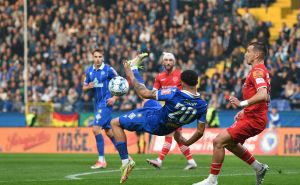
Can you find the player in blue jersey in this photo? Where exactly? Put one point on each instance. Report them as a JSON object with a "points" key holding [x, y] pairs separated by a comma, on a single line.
{"points": [[181, 107], [97, 78]]}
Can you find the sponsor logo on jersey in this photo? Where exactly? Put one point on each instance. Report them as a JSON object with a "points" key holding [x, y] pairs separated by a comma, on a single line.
{"points": [[165, 91], [98, 116], [258, 74], [131, 116], [269, 142], [259, 80]]}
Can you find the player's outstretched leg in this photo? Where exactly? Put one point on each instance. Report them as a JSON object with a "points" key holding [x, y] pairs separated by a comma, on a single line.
{"points": [[157, 163], [126, 169], [261, 174], [185, 150], [121, 145], [101, 163], [136, 62]]}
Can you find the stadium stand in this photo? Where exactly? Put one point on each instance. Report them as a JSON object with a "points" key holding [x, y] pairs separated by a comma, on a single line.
{"points": [[208, 36]]}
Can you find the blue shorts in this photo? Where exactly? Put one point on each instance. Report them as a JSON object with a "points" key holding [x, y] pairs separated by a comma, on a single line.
{"points": [[103, 117], [146, 119]]}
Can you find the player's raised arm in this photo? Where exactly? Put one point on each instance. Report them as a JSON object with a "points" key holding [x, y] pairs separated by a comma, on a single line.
{"points": [[195, 137], [140, 88]]}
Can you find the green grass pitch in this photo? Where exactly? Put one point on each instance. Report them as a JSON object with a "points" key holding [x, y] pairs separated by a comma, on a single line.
{"points": [[74, 169]]}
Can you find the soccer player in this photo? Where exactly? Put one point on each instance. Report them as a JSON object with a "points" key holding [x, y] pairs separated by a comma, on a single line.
{"points": [[170, 77], [249, 122], [97, 79], [181, 107]]}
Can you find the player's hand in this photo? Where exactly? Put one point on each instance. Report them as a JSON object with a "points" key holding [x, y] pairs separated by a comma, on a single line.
{"points": [[127, 70], [111, 101], [179, 139], [239, 115], [234, 101], [91, 85]]}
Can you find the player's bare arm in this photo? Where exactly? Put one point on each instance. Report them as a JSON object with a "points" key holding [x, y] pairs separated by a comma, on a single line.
{"points": [[87, 87], [140, 89], [261, 95], [195, 137], [111, 101]]}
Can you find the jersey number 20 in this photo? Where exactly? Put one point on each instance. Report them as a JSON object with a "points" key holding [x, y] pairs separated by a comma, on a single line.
{"points": [[184, 114]]}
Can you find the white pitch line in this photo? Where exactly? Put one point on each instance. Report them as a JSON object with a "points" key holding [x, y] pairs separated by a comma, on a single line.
{"points": [[75, 176]]}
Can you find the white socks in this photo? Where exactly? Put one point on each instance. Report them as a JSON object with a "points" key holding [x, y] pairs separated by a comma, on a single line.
{"points": [[191, 161], [101, 159], [256, 165], [125, 161], [213, 178]]}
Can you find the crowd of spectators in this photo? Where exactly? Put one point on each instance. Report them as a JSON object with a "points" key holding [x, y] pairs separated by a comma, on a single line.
{"points": [[199, 33]]}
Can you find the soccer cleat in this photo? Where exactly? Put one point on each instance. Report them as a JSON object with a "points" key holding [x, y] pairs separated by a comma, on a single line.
{"points": [[206, 182], [154, 163], [125, 170], [99, 165], [136, 62], [191, 165], [261, 174]]}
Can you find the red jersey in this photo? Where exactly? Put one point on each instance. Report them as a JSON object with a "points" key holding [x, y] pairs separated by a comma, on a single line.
{"points": [[165, 80], [257, 78]]}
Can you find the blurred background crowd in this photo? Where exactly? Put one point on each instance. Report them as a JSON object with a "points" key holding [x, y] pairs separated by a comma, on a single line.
{"points": [[200, 33]]}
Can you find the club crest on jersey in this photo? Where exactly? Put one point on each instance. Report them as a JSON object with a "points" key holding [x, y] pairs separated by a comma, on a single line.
{"points": [[165, 91], [98, 116], [175, 79], [258, 74], [259, 80]]}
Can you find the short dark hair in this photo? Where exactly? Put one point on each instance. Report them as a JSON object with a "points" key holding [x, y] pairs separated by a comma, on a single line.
{"points": [[189, 77], [97, 50], [260, 47]]}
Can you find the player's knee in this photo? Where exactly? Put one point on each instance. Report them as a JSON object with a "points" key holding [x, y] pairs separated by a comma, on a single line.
{"points": [[109, 133], [96, 130], [217, 142], [115, 122]]}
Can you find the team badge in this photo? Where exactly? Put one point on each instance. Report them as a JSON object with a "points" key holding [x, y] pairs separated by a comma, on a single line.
{"points": [[131, 116], [165, 91], [258, 74], [98, 116]]}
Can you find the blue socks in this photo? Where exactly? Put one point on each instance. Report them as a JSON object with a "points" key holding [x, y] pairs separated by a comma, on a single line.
{"points": [[113, 140], [138, 76], [100, 144], [122, 149]]}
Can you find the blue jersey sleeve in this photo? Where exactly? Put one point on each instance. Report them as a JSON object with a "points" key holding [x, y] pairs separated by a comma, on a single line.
{"points": [[112, 73], [87, 78], [202, 118], [166, 94]]}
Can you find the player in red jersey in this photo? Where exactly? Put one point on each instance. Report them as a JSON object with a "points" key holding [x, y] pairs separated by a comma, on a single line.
{"points": [[170, 77], [249, 122]]}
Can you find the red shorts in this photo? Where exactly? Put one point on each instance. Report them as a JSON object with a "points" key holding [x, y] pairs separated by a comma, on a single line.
{"points": [[245, 128]]}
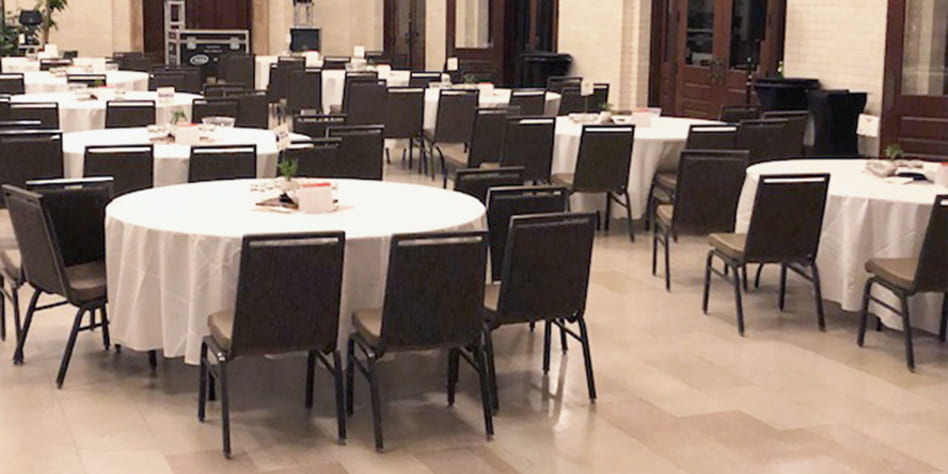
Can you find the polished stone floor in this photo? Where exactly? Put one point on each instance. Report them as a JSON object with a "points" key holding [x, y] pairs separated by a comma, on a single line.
{"points": [[678, 392]]}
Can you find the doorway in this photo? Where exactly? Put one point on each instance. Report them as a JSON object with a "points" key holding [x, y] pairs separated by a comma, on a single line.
{"points": [[404, 33], [707, 49]]}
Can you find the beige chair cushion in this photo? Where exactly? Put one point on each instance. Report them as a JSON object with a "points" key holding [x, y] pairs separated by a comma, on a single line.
{"points": [[898, 271], [87, 280], [667, 180], [731, 245], [664, 213], [221, 325], [368, 324]]}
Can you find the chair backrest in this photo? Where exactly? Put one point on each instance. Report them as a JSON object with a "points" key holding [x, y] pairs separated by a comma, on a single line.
{"points": [[316, 158], [129, 113], [787, 218], [365, 102], [763, 138], [335, 62], [530, 101], [529, 143], [932, 271], [423, 78], [708, 189], [455, 121], [131, 166], [505, 202], [404, 112], [546, 267], [315, 126], [202, 108], [304, 91], [556, 83], [794, 131], [739, 113], [12, 83], [238, 68], [605, 154], [90, 80], [253, 110], [487, 137], [46, 112], [30, 154], [711, 137], [360, 154], [477, 181], [217, 162], [434, 293], [288, 293]]}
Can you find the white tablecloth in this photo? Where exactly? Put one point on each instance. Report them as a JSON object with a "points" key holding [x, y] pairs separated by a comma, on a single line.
{"points": [[37, 82], [865, 218], [171, 160], [496, 98], [23, 64], [87, 114], [657, 147], [173, 253]]}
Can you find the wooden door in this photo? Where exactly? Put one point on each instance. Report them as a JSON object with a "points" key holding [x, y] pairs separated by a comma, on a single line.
{"points": [[475, 35], [404, 34], [709, 48], [915, 94]]}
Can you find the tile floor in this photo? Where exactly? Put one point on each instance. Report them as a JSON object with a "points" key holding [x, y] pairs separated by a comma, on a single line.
{"points": [[679, 392]]}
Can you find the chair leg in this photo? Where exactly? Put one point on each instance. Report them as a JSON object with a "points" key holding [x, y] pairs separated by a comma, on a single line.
{"points": [[70, 344], [225, 408], [547, 329], [350, 375], [907, 329], [454, 358], [737, 300], [376, 404], [707, 283], [818, 296], [21, 341], [202, 383], [587, 357], [864, 313], [480, 355], [310, 378], [340, 396], [782, 295]]}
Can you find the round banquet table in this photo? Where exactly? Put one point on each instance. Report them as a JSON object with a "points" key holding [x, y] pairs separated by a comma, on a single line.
{"points": [[76, 115], [495, 98], [865, 217], [37, 82], [173, 253], [657, 147], [24, 64], [171, 160]]}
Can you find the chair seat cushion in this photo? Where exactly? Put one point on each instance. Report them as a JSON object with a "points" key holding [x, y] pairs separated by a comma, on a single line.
{"points": [[898, 271], [87, 280], [731, 245], [664, 213], [221, 325], [368, 324], [563, 179], [668, 181]]}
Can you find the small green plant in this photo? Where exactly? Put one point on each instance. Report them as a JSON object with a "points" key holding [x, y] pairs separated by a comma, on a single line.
{"points": [[288, 168], [893, 151], [178, 116]]}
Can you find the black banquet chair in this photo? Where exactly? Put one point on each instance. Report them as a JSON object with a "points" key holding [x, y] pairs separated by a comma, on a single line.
{"points": [[288, 293], [427, 305], [906, 277], [785, 228]]}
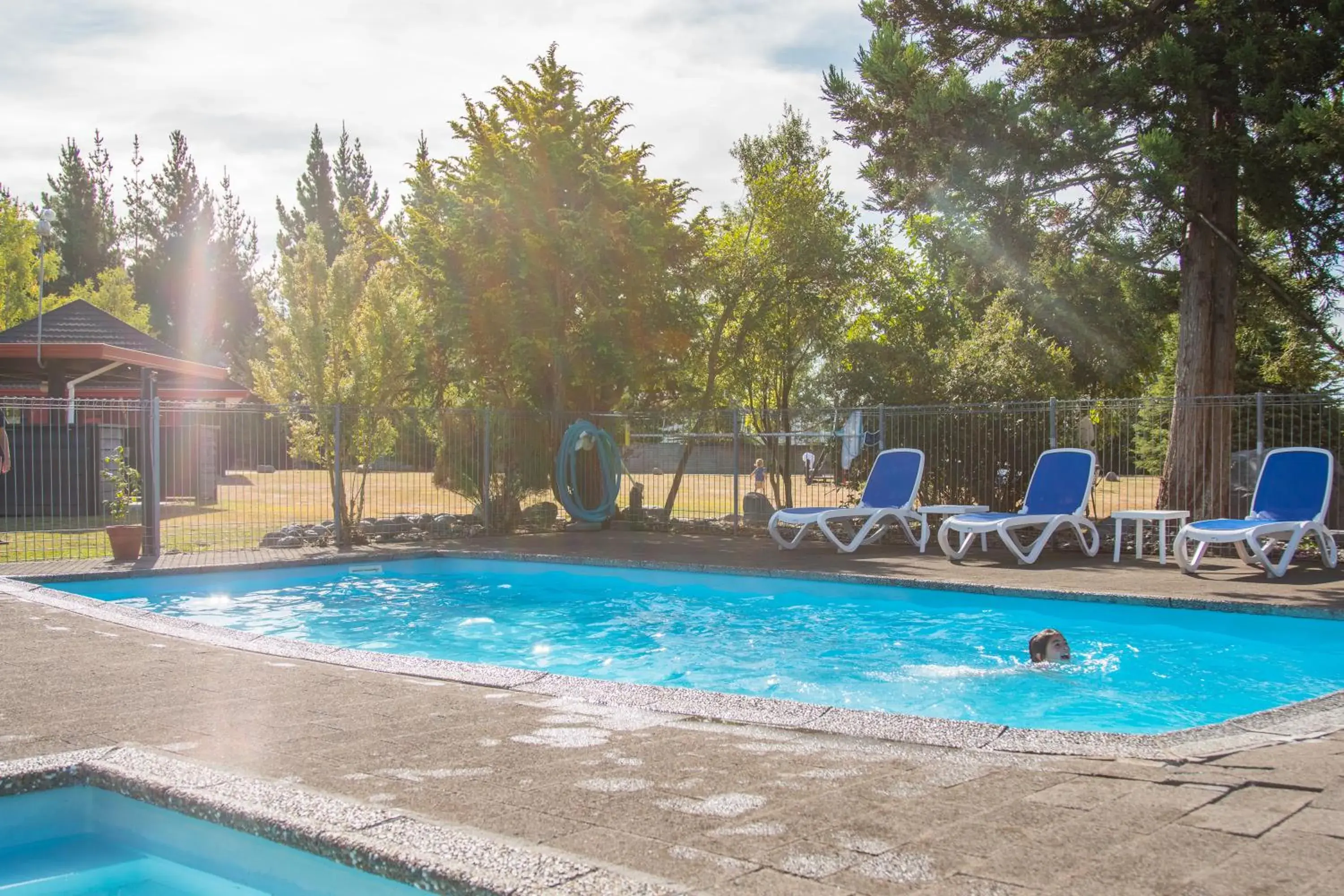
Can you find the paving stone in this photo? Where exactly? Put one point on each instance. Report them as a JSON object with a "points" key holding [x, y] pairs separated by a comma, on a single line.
{"points": [[1280, 863], [772, 883], [1051, 853], [697, 867], [807, 859], [1249, 812], [1158, 863], [1328, 823], [969, 886], [1152, 806], [1084, 792]]}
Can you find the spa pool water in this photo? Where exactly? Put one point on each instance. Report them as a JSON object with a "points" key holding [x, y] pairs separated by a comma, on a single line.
{"points": [[84, 841], [1136, 669]]}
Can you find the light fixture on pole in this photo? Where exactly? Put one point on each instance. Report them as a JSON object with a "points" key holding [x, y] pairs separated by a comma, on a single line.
{"points": [[45, 230]]}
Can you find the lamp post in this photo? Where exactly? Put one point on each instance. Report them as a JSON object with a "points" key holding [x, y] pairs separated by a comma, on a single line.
{"points": [[45, 230]]}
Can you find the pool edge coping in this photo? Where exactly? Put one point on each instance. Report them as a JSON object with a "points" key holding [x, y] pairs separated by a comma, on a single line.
{"points": [[1305, 719], [418, 852]]}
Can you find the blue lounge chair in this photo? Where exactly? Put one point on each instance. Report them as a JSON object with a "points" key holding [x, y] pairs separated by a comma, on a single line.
{"points": [[1057, 496], [889, 496], [1292, 495]]}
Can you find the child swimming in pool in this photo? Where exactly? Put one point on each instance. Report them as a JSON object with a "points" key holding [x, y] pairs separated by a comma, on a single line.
{"points": [[1049, 645]]}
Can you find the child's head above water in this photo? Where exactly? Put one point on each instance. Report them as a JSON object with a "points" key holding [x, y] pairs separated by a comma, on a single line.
{"points": [[1049, 645]]}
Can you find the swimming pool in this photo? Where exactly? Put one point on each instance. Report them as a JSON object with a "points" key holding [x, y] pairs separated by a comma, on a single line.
{"points": [[1137, 669], [85, 841]]}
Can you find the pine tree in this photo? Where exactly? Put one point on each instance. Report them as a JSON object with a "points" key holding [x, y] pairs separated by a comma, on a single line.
{"points": [[1183, 124], [194, 267], [234, 257], [355, 178], [328, 189], [86, 224], [316, 205]]}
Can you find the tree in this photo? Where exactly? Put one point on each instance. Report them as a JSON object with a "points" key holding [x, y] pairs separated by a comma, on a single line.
{"points": [[86, 222], [19, 264], [800, 279], [324, 193], [340, 335], [193, 265], [1179, 121], [1004, 358], [547, 254], [113, 292]]}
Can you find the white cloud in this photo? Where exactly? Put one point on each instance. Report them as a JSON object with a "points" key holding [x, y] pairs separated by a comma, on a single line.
{"points": [[248, 80]]}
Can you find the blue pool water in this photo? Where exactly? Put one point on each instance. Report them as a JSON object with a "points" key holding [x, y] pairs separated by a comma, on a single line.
{"points": [[84, 841], [1136, 669]]}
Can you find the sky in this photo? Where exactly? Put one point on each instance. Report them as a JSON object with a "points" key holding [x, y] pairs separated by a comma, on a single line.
{"points": [[248, 80]]}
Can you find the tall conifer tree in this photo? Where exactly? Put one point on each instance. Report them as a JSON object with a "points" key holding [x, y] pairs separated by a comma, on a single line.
{"points": [[86, 222]]}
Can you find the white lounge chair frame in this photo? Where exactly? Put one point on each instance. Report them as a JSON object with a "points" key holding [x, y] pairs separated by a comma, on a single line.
{"points": [[1254, 540], [875, 520], [1006, 527]]}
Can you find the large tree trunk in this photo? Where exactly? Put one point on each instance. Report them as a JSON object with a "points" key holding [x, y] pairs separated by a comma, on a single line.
{"points": [[1198, 469]]}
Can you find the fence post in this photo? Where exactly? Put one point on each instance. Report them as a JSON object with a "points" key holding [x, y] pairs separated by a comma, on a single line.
{"points": [[737, 469], [486, 469], [154, 535], [338, 482], [1260, 424]]}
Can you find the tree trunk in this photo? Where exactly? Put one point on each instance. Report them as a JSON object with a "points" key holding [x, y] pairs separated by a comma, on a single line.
{"points": [[1198, 469]]}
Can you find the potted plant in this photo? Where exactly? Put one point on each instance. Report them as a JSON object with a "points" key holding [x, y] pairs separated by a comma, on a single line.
{"points": [[125, 492]]}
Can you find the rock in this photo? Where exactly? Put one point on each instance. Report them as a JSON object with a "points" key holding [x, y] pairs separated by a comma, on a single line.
{"points": [[543, 513], [756, 508]]}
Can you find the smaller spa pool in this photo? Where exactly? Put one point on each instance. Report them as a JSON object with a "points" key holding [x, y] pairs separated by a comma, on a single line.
{"points": [[84, 841]]}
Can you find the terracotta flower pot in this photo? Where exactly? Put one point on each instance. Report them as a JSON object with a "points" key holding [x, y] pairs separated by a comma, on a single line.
{"points": [[125, 542]]}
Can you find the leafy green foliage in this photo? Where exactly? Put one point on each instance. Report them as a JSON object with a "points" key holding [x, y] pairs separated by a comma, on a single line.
{"points": [[549, 257], [112, 292], [19, 265], [125, 485], [340, 335]]}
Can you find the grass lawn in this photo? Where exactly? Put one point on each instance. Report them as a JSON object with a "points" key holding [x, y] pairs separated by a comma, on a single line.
{"points": [[253, 504]]}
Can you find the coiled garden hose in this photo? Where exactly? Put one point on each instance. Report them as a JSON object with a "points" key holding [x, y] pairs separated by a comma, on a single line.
{"points": [[566, 472]]}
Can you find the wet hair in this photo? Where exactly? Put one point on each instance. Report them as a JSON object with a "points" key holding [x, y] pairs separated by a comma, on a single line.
{"points": [[1039, 641]]}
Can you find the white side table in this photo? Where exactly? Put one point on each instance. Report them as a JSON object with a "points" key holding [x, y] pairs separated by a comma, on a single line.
{"points": [[953, 509], [1160, 517]]}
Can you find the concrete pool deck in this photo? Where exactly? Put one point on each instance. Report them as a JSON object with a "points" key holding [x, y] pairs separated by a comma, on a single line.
{"points": [[713, 806]]}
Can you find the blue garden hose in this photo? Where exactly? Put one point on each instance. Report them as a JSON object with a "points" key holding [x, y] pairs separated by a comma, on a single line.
{"points": [[566, 472]]}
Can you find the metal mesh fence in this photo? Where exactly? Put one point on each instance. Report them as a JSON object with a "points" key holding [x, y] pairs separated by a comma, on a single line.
{"points": [[246, 476]]}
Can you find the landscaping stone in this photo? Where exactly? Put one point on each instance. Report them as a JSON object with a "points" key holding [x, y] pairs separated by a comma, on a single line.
{"points": [[757, 508]]}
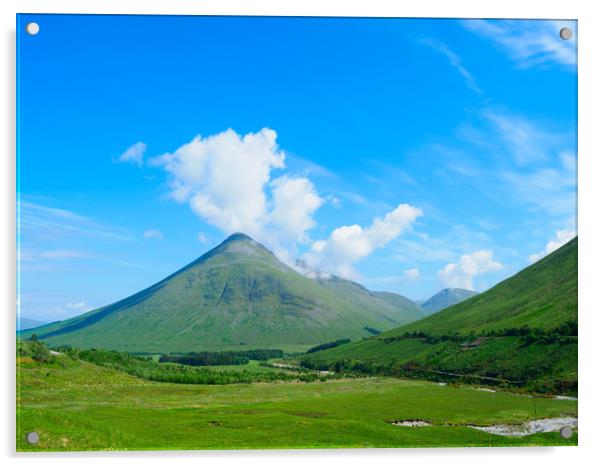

________________

## Exercise goal
Please state how many lines in the data contain the string "swimming", where case counts. Reply with the number alone.

## Correct answer
2